**** Study text

Microsoft has had a mixed record with its chatbots. Famously, the company’s Tay bot turned into a right-wing potty mouth, while “Your Face” became adept at insulting people. However, the China-focused Xiaoice chatbot has been more successful. So much so, Microsoft is now spinning the bot off into its own company.
Certainly, Xiaoice has been one of Microsoft’s most enduring chatbots. Because it is excellent at injecting emotion into conversations, it has become a popular tool. In fact, it’s no longer confined to China and has been released in Japan (as Rinna) and in Indonesia.
Microsoft says spinning Xiaoice off into its own company will help it to continue growing. Specifically, the focus will be on creating a “commercial ecosystem” that pushes innovation.
The new company is getting off to a good start with some big hitters leading its executive team. They include Lu Qi, a former Microsoft AI employee and former COO of Baidu. You may remember Qi has openly criticized Microsoft’s failures with Cortana.
Eslewhere, the company will also have Jing Kun, who was a part of the team that originally launched Xiaoice. Finally, Harry Shum will be the chairman for the new company. Shum was a long-time Microsoft employee who headed the company’s AI & Research division until last November.

********
**** Input data

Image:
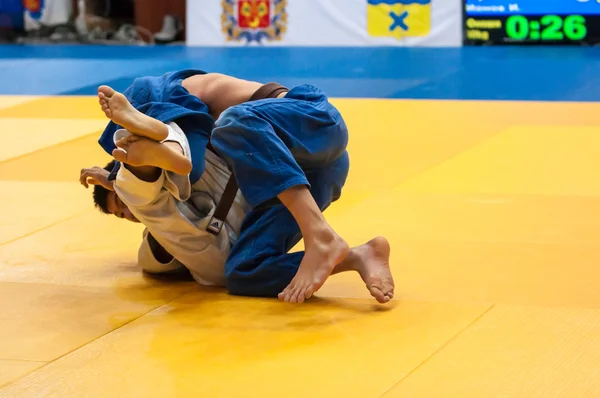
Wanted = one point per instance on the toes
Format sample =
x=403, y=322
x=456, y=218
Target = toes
x=123, y=143
x=377, y=294
x=120, y=155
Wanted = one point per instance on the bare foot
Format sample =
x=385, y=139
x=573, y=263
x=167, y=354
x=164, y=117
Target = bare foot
x=320, y=258
x=140, y=151
x=117, y=108
x=372, y=261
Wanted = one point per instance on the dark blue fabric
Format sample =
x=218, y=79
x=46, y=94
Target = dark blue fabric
x=272, y=145
x=165, y=99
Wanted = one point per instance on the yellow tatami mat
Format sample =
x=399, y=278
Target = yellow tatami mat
x=490, y=209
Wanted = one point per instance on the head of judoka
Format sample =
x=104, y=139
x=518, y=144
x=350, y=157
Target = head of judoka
x=105, y=197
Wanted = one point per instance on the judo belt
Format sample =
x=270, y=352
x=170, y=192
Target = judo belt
x=220, y=215
x=269, y=90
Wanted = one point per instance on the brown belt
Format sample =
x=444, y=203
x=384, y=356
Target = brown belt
x=269, y=90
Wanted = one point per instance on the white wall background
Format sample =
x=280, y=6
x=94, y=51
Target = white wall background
x=326, y=23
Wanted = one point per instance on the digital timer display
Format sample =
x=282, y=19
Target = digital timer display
x=531, y=22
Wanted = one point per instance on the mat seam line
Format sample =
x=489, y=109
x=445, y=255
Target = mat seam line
x=47, y=147
x=450, y=340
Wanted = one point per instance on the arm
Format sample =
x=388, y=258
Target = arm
x=180, y=230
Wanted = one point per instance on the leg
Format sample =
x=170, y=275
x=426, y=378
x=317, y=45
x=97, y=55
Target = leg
x=139, y=151
x=260, y=148
x=259, y=264
x=117, y=108
x=142, y=149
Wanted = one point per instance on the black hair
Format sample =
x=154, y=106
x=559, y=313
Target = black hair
x=101, y=194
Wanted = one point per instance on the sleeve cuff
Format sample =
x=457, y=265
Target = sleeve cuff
x=135, y=192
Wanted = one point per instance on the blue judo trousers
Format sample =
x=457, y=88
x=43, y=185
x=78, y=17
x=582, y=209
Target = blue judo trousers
x=272, y=145
x=165, y=99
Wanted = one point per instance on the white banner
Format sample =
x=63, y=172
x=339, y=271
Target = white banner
x=432, y=23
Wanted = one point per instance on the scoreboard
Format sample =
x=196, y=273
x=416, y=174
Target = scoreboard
x=573, y=22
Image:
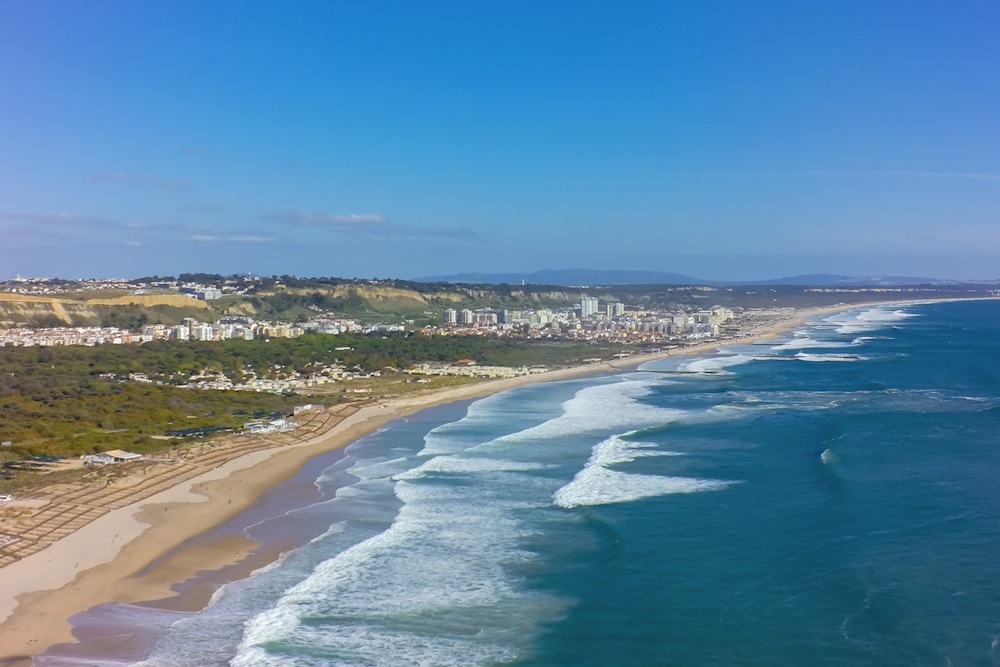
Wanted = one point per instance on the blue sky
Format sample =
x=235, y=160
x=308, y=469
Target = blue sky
x=727, y=140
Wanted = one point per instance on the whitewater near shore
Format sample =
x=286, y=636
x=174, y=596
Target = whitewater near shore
x=138, y=552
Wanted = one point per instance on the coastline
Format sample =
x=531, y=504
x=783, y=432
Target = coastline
x=136, y=553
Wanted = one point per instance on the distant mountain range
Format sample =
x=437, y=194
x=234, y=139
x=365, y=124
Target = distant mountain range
x=589, y=277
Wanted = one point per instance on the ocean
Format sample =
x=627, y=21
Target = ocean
x=829, y=498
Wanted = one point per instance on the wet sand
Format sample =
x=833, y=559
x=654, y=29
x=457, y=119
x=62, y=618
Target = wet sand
x=144, y=551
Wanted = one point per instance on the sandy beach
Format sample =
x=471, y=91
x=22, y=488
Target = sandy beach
x=138, y=551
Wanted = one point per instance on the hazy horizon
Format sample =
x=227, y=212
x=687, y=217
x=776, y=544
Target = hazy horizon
x=723, y=140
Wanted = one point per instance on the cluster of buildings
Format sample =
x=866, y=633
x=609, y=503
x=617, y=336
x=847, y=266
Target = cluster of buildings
x=226, y=328
x=592, y=320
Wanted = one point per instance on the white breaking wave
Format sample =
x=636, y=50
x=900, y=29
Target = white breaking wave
x=853, y=322
x=597, y=484
x=805, y=343
x=602, y=407
x=804, y=356
x=716, y=364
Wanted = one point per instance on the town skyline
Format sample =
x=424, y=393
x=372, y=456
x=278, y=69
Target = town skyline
x=385, y=139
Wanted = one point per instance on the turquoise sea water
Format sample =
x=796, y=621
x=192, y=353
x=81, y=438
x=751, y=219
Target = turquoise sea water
x=828, y=499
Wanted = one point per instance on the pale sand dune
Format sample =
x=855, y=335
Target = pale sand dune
x=96, y=563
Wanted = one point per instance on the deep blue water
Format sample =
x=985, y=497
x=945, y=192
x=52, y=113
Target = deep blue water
x=830, y=499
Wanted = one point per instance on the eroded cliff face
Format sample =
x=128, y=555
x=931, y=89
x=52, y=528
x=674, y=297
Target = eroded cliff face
x=43, y=311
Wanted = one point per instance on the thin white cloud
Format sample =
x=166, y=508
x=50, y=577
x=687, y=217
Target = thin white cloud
x=223, y=238
x=64, y=219
x=352, y=221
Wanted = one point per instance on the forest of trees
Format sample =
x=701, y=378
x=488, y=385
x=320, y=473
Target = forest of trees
x=75, y=399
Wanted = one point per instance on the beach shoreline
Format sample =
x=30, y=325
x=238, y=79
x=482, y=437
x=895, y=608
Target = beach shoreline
x=139, y=552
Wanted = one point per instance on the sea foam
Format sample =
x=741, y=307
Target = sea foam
x=598, y=484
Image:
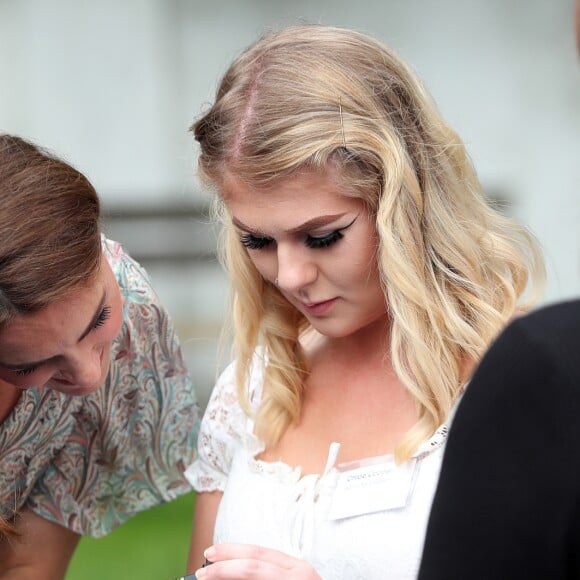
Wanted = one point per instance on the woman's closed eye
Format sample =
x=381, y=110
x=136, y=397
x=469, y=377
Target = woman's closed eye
x=103, y=316
x=253, y=242
x=26, y=371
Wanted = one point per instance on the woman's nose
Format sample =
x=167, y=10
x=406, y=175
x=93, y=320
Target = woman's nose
x=296, y=269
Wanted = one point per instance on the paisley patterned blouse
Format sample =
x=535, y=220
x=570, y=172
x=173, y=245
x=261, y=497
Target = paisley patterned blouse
x=90, y=463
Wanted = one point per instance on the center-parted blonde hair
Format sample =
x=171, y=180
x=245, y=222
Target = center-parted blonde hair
x=453, y=269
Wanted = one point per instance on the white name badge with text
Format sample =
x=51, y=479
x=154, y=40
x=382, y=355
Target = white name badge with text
x=372, y=485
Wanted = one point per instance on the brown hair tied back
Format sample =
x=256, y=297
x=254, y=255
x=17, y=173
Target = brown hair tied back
x=49, y=228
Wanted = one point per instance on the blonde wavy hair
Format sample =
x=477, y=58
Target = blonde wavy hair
x=453, y=269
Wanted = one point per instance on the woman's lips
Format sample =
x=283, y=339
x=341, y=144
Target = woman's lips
x=319, y=308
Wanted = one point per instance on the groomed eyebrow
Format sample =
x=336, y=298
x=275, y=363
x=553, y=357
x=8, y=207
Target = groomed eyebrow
x=312, y=224
x=81, y=337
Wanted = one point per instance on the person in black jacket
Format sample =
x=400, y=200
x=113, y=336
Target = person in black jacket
x=508, y=500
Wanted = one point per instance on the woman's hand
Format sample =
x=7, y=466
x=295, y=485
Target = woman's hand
x=240, y=561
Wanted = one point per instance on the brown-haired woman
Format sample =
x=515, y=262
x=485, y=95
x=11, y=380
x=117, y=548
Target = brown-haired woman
x=97, y=411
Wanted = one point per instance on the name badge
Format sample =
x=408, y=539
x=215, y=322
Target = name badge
x=372, y=485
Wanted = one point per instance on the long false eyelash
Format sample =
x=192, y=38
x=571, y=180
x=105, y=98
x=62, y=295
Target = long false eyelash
x=104, y=315
x=325, y=241
x=253, y=242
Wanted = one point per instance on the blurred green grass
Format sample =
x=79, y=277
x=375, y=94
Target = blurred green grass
x=151, y=546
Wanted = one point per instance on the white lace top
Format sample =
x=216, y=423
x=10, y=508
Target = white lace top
x=364, y=521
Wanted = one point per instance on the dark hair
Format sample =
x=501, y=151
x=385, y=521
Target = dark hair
x=49, y=229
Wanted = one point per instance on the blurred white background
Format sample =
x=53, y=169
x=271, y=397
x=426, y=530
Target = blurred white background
x=113, y=86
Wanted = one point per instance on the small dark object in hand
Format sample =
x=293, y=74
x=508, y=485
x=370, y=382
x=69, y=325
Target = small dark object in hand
x=192, y=576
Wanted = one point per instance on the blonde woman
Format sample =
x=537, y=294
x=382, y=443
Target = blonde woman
x=368, y=276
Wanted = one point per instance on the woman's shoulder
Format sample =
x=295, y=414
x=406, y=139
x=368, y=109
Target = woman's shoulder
x=130, y=275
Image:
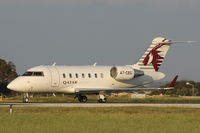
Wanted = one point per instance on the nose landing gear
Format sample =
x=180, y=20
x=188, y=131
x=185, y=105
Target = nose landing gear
x=25, y=98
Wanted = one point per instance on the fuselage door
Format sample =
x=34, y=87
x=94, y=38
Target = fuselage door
x=55, y=80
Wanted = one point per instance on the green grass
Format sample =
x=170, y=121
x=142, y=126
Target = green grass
x=93, y=98
x=100, y=120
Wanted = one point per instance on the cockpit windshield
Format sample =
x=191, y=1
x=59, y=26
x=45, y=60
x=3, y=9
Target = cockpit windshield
x=29, y=73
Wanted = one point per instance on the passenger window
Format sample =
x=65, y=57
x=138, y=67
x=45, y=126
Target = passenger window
x=37, y=74
x=95, y=75
x=70, y=75
x=28, y=74
x=102, y=75
x=33, y=74
x=83, y=76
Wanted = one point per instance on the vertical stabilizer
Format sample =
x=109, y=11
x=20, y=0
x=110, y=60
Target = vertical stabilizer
x=154, y=55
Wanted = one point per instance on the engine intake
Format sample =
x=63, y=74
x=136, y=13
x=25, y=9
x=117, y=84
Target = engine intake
x=124, y=73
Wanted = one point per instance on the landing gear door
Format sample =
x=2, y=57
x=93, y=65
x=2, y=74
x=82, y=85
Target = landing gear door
x=55, y=80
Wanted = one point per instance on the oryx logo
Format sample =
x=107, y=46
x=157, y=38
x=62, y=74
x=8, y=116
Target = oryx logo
x=154, y=58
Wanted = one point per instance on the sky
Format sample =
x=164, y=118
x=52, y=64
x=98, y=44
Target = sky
x=109, y=32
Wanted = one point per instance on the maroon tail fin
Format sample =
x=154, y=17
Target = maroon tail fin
x=173, y=82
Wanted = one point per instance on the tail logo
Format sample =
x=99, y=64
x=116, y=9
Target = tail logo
x=154, y=58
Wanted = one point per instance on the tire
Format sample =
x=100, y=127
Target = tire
x=84, y=99
x=25, y=100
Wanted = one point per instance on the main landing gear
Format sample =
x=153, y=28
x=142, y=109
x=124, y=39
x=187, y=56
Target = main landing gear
x=25, y=98
x=102, y=99
x=81, y=98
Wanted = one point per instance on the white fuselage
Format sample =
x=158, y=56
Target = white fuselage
x=67, y=79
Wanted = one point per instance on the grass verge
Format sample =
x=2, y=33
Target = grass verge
x=100, y=120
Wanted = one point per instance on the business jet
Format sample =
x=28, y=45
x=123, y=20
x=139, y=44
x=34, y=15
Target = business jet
x=94, y=79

********

_Exercise requirements_.
**1)** List the people that the Xiaoice spin-off article names as part of the new company's leadership.
**2)** Rewrite everything from "Microsoft has had" down to "its own company." in the Xiaoice article, replacing "chatbots" with "conversational bots".

_Answers to the exercises_.
**1)** Lu Qi, Jing Kun, and Harry Shum.

**2)**
Microsoft has had a mixed record with its conversational bots. Famously, the company’s Tay bot turned into a right-wing potty mouth, while “Your Face” became adept at insulting people. However, the China-focused Xiaoice chatbot has been more successful. So much so, Microsoft is now spinning the bot off into its own company.